STATED TASK:
Transcribe every line of the records verbatim.

ENTRIES SUPPLIED:
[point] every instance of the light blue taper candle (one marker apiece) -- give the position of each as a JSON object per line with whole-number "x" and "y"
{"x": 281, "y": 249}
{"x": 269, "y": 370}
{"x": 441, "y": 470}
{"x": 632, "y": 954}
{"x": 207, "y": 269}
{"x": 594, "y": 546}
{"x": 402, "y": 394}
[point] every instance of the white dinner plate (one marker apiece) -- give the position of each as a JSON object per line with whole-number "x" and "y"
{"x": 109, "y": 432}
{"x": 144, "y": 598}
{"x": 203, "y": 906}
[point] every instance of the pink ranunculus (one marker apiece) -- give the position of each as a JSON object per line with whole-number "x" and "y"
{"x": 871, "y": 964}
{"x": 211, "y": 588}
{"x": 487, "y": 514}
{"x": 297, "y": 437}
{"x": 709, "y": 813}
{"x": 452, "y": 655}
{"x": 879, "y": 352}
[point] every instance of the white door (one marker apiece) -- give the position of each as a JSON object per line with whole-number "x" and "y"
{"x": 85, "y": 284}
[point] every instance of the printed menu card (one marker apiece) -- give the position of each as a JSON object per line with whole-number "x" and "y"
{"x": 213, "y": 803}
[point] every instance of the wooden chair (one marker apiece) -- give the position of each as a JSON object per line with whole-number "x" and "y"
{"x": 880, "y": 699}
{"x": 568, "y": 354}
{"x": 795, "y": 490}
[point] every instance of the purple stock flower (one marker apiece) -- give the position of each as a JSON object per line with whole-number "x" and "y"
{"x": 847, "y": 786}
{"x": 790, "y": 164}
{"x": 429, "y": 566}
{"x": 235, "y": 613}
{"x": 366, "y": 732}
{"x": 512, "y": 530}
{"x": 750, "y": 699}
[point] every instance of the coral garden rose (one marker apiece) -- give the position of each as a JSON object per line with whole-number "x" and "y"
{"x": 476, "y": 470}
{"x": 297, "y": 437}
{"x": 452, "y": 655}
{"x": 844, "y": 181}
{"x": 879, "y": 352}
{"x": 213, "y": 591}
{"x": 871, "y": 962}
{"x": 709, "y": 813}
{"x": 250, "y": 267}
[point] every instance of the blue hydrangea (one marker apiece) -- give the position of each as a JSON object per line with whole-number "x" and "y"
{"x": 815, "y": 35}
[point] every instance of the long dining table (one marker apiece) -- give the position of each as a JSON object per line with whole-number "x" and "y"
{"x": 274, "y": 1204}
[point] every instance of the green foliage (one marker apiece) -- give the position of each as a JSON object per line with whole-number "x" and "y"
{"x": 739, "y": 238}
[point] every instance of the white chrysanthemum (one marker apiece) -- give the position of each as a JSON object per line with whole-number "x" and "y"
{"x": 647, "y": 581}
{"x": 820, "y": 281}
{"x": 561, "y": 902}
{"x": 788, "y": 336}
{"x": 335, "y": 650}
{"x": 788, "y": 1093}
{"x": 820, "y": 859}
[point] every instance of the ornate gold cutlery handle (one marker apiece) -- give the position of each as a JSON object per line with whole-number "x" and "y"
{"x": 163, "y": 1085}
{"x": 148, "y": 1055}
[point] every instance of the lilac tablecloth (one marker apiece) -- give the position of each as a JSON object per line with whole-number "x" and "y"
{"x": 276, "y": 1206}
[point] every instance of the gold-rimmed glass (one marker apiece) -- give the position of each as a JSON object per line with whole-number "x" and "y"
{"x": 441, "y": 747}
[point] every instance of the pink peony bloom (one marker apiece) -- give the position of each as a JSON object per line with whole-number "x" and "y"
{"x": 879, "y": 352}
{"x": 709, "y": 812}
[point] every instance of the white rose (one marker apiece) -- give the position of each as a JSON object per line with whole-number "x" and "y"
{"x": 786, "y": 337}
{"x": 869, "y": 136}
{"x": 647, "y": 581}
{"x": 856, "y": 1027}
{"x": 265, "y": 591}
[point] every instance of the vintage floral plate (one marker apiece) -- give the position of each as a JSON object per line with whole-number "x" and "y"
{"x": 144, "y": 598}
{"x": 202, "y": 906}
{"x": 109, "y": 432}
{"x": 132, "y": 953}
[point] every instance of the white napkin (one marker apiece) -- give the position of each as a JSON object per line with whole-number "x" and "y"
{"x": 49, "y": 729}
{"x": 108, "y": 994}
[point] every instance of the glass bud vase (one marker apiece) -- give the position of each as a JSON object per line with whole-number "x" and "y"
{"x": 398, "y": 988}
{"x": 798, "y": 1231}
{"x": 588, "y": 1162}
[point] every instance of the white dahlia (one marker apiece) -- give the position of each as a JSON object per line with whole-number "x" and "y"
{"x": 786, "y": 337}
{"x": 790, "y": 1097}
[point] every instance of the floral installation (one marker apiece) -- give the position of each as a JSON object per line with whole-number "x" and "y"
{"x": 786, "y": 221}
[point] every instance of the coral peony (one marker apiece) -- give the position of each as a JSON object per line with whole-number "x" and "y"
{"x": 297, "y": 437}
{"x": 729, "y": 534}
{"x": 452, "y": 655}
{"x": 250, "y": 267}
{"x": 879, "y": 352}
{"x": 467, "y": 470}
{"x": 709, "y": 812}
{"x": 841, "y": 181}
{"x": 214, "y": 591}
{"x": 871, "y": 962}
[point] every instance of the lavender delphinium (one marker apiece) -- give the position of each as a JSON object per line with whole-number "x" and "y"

EXERCISE RESPONSE:
[point] every instance of the light blue taper candle (one marker apiece) -- give the position of each as a JSON object per line with whole-number "x" and "y"
{"x": 281, "y": 249}
{"x": 269, "y": 370}
{"x": 441, "y": 470}
{"x": 632, "y": 954}
{"x": 207, "y": 269}
{"x": 594, "y": 546}
{"x": 402, "y": 394}
[point] every instance of the white dinner plate (one marker apiece) -- give the position of each as a JSON object per line with whole-number "x" and "y"
{"x": 109, "y": 432}
{"x": 144, "y": 598}
{"x": 203, "y": 906}
[point] every instance of the pink ranunculus (one marker apiece) -- give the position of each as a JSON object per line with whole-number "x" and "y"
{"x": 871, "y": 964}
{"x": 211, "y": 588}
{"x": 487, "y": 514}
{"x": 297, "y": 437}
{"x": 709, "y": 813}
{"x": 452, "y": 655}
{"x": 879, "y": 352}
[point] every instance of the white door (one marker apiece) -- give the position of each as a JSON object per line with whole-number "x" and "y"
{"x": 85, "y": 284}
[point] every instance of the printed menu card (one marker apiece) -- give the position of each as a JSON object per line with whole-number "x" and "y"
{"x": 213, "y": 803}
[point] every instance of the wooden chair (one marker apiece) -- give the position of each as a JSON object per line with whole-number "x" and "y"
{"x": 880, "y": 699}
{"x": 568, "y": 354}
{"x": 795, "y": 490}
[point] every instance of the purple stock flower (one marker apiece) -- give the position of each as a JSON object per line with whole-number "x" and "y"
{"x": 847, "y": 786}
{"x": 790, "y": 164}
{"x": 429, "y": 566}
{"x": 235, "y": 613}
{"x": 366, "y": 732}
{"x": 512, "y": 530}
{"x": 750, "y": 699}
[point] every instance of the coral garden rose (one marker apiece) -- give the position of each as a JSON object per line with whole-number "x" and "y"
{"x": 476, "y": 470}
{"x": 297, "y": 437}
{"x": 452, "y": 655}
{"x": 844, "y": 181}
{"x": 879, "y": 352}
{"x": 213, "y": 591}
{"x": 871, "y": 962}
{"x": 709, "y": 813}
{"x": 250, "y": 267}
[point] every instance of the blue hydrangea (one marker apiece) -- give the position of each as a JSON object per line with whole-number "x" and "y"
{"x": 815, "y": 35}
[point] every instance of the long dining table (one marker apiece) -- give the position of each as a JSON object per line with whole-number "x" and "y"
{"x": 274, "y": 1204}
[point] every instance of the green foliage (one marker apiece) -- give the position of each as a JSON object per line with whole-number "x" and "y"
{"x": 739, "y": 238}
[point] every instance of the white chrysanthemum (one marker apiece) -- give the position of each as a JSON object per line with whole-number "x" and "y"
{"x": 647, "y": 581}
{"x": 820, "y": 281}
{"x": 561, "y": 902}
{"x": 788, "y": 336}
{"x": 335, "y": 650}
{"x": 788, "y": 1093}
{"x": 820, "y": 859}
[point] every instance of the ornate gold cutlery handle (one marker apiece) -- give the position of each as a JSON object per line with whole-number "x" and "y"
{"x": 163, "y": 1085}
{"x": 148, "y": 1055}
[point] every instance of the lilac tablecloth (one marker apiece) -- give the position of each as a JSON object per line with whole-number "x" and "y"
{"x": 276, "y": 1206}
[point] every instance of the gold-rimmed glass (one marker apiece) -- give the position of each as a JSON object per line with whole-number "x" and "y"
{"x": 441, "y": 747}
[point] every instance of the pink peony bloom (one marker apiece) -- give the position of each as a JSON object per line with whole-number "x" and "y"
{"x": 879, "y": 352}
{"x": 709, "y": 812}
[point] every instance of the white rose (one marker apiece) -- give the position of each as a JSON object per line with whole-number "x" and "y"
{"x": 786, "y": 337}
{"x": 869, "y": 136}
{"x": 647, "y": 581}
{"x": 856, "y": 1027}
{"x": 265, "y": 591}
[point] every instance of the vintage floral plate (one marker apiece) -- give the position of each as a JSON object per line with whole-number "x" and "y"
{"x": 144, "y": 598}
{"x": 202, "y": 906}
{"x": 109, "y": 432}
{"x": 132, "y": 953}
[point] every instance of the white napkin (one marker apiece) -- give the position of each as a JSON object per line with whole-number "x" and "y"
{"x": 49, "y": 729}
{"x": 108, "y": 994}
[point] every instance of the glass bud vase (one marker apiece) -- give the position of each as a JSON object per line with whole-number "x" and "y"
{"x": 398, "y": 988}
{"x": 798, "y": 1231}
{"x": 588, "y": 1162}
[point] every instance of the white dahlia (one marker apiece) -- give the position of each as a JSON object per line with whole-number "x" and "y"
{"x": 786, "y": 337}
{"x": 790, "y": 1097}
[point] every instance of the floral installation (one marker apiece) -- give the position of each as a JSON object per line with whole-number "x" and "y"
{"x": 786, "y": 221}
[point] every instance of the coral peony (one marker apiece) -- give the position of each as a JSON object per line with whole-number "x" and "y"
{"x": 297, "y": 437}
{"x": 729, "y": 534}
{"x": 452, "y": 655}
{"x": 250, "y": 267}
{"x": 879, "y": 352}
{"x": 467, "y": 470}
{"x": 709, "y": 812}
{"x": 841, "y": 181}
{"x": 214, "y": 591}
{"x": 871, "y": 962}
[point] every instance of the lavender delphinium (one marker apiece) -- give the position of each as a JSON object per line with whole-number "x" and "y"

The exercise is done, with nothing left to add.